-- Instructions to follow --
The lines to copy are those holding the string "paved" in the entries below.
● ● ● ●
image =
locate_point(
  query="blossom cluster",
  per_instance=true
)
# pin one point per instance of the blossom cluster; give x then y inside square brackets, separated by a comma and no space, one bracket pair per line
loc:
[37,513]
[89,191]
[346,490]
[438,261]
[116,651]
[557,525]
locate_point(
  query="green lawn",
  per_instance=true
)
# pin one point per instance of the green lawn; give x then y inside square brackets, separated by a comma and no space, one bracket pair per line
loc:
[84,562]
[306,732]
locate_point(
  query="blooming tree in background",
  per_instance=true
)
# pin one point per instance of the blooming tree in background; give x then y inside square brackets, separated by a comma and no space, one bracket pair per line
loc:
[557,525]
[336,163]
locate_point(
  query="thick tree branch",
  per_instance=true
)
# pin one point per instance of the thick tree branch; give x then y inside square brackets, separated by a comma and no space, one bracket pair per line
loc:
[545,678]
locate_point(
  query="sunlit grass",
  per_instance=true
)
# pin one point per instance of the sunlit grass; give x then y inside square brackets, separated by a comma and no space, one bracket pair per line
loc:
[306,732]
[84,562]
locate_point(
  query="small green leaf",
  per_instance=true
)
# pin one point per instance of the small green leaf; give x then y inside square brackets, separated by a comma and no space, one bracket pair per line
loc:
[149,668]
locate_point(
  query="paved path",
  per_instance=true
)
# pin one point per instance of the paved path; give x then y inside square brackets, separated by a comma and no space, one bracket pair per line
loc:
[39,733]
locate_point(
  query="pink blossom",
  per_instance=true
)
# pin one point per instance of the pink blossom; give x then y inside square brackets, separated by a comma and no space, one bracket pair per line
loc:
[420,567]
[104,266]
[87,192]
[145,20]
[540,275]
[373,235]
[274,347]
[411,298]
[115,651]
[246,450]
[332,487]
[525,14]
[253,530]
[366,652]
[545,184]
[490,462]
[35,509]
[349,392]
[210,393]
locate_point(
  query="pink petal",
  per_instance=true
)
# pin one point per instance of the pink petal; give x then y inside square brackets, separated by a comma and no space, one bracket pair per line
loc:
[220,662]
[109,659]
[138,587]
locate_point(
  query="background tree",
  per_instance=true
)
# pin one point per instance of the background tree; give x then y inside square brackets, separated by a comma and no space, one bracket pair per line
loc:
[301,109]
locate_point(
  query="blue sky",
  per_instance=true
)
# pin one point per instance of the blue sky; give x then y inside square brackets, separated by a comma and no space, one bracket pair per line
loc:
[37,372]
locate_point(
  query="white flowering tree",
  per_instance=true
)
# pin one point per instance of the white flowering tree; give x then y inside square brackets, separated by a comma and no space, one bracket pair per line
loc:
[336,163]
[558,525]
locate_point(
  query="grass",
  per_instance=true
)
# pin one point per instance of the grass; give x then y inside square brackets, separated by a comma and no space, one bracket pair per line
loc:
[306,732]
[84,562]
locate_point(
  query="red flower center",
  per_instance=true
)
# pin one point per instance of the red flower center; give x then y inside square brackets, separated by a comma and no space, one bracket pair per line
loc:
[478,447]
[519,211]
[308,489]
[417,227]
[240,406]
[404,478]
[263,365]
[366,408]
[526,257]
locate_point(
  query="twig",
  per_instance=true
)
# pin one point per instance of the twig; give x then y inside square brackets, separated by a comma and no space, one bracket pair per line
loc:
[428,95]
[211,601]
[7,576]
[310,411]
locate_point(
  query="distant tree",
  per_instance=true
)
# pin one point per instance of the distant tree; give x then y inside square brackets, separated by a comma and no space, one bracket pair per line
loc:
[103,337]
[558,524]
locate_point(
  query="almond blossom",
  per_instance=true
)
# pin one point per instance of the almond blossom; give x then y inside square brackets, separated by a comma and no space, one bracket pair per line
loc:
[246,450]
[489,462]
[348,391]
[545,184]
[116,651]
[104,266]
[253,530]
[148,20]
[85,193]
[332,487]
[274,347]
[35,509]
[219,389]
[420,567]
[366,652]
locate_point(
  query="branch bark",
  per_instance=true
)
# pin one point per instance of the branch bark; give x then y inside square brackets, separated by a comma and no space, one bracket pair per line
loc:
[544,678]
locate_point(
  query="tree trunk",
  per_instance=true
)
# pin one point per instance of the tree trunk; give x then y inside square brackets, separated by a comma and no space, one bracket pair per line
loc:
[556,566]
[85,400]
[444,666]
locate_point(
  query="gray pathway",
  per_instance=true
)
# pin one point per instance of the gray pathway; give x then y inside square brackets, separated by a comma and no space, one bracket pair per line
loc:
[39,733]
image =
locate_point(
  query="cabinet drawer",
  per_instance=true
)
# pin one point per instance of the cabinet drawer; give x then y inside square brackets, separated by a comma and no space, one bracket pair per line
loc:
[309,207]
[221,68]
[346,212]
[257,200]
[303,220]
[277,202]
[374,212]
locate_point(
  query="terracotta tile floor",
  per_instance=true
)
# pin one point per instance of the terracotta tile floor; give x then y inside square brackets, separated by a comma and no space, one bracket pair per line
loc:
● ● ● ●
-- Exercise response --
  query="paved path",
# pin one point per instance of the paved path; give x then y inside square brackets, separated by a comma and no space, one bracket pair per line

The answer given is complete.